Vorliegender Text
Corpus of Electronic Texts Edition
Briefe aus Irland nach Sachsen (Author: Carl Gottlob Küttner)

Brief 10

Februar.

10

Als einen der Beweise für das Alterthum von Irland giebt man auch endlich folgenden an: ‘Wissenschaften und Gelehrsamkeit blüheten in diesem Lande zu einer Zeit, in der das übrige Europa in


p.393

der tiefsten Unwissenheit lag.’150 Ohne hier zu untersuchen, wie weit dieses ein Beweis für das

p.394

Alterthum eines Landes sey, oder nicht, will ich Ihnen mittheilen, was ich hierüber aufgefunden habe. Der Punkt ist in sich selbst so interessant und enthält so manches wenig Bekannte, daß Ihnen einige Nachrichten darüber, als litterarische Nachrichten, willkommen seyn werden.

Es war eine Zeit, in der Irland einen größeren Antheil von Gelehrsamkeit besaß, denn irgend ein anderes Land zur nämlichen Zeit. Zeugnisse der Ausländer sind, in diesem Punkte, von größerem Gewichte als Zeugnisse Irischer Schriftsteller.

Bereitgestelltes Material
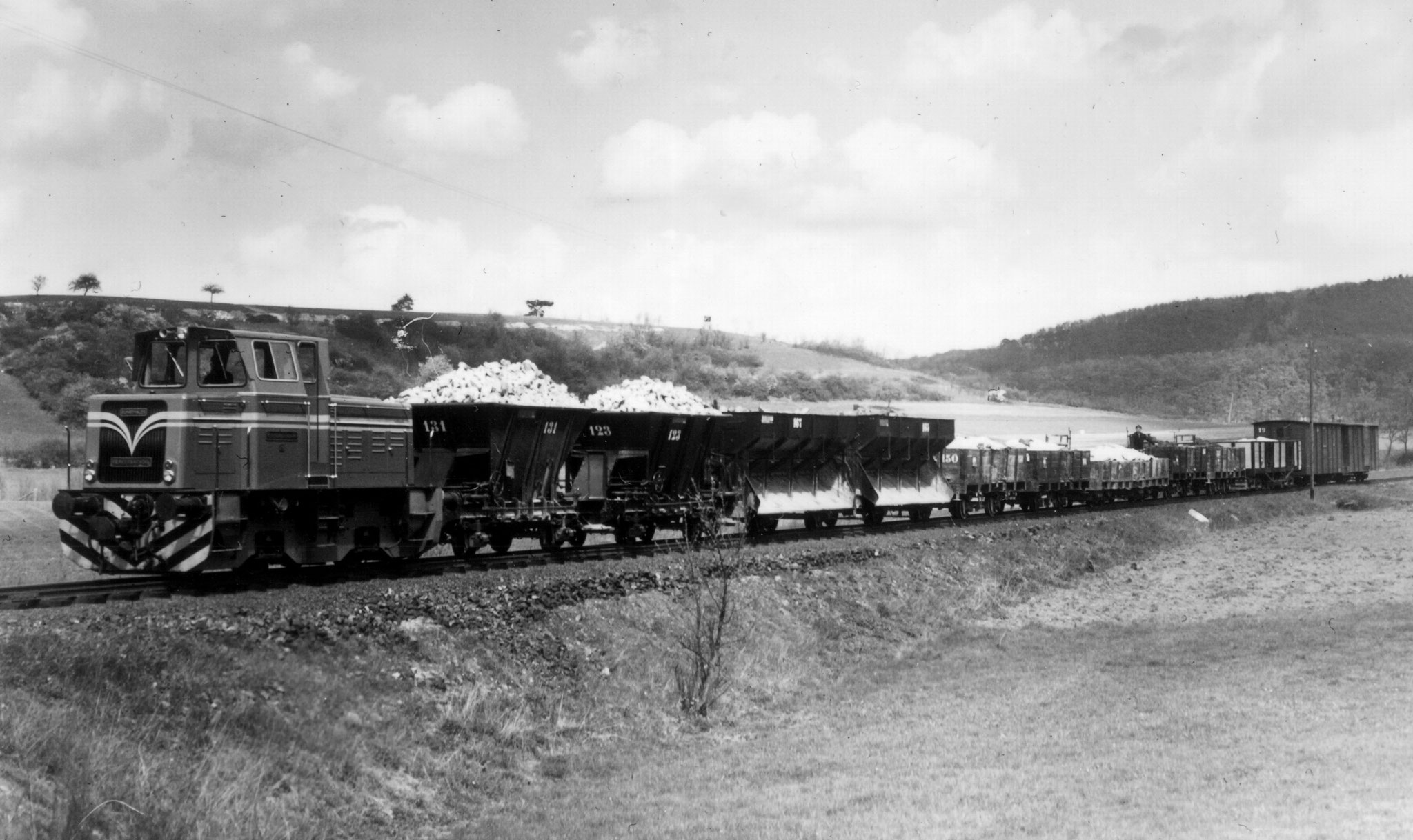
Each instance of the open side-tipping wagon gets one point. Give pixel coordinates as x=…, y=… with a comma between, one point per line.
x=502, y=468
x=989, y=477
x=786, y=466
x=898, y=465
x=1200, y=468
x=635, y=472
x=1269, y=463
x=1053, y=476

Aufgaben
[A] Beantworten Sie anhand des Briefauszugs die folgenden Fragen:
(i) Was wird als einer der Beweise für das Alterthum von Irland angeführt?
(ii) Wessen Zeugnisse haben in diesem Punkt laut Briefauszug größeres Gewicht?
(iii) Welcher Monat steht über dem Brief?
[B] Prüfen Sie, ob die folgenden Aussagen mit dem Briefauszug übereinstimmen:
(i) Der Schreiber will untersuchen, wie weit dies ein Beweis für das Alterthum eines Landes ist.
(ii) Es gab eine Zeit, in der Irland mehr Gelehrsamkeit besaß als jedes andere Land.
(iii) Zeugnisse irischer Schriftsteller wiegen in diesem Punkt schwerer als die von Ausländern.
Das Material steht für sich und gehört nicht zum Briefauszug.

Lösungen
[A]
(i) Dass Wissenschaften und Gelehrsamkeit in diesem Land zu einer Zeit blühten, in der das übrige Europa in der tiefsten Unwissenheit lag.
(ii) Die Zeugnisse der Ausländer, die mehr Gewicht haben als die Zeugnisse irischer Schriftsteller.
(iii) Februar.

[B]
(i) Nein: „Ohne hier zu untersuchen“
(ii) Ja: „Es war eine Zeit, in der Irland einen größeren Antheil von Gelehrsamkeit besaß, denn irgend ein anderes Land zur nämlichen Zeit.“
(iii) Nein: „Zeugnisse der Ausländer sind, in diesem Punkte, von größerem Gewichte als Zeugnisse Irischer Schriftsteller.“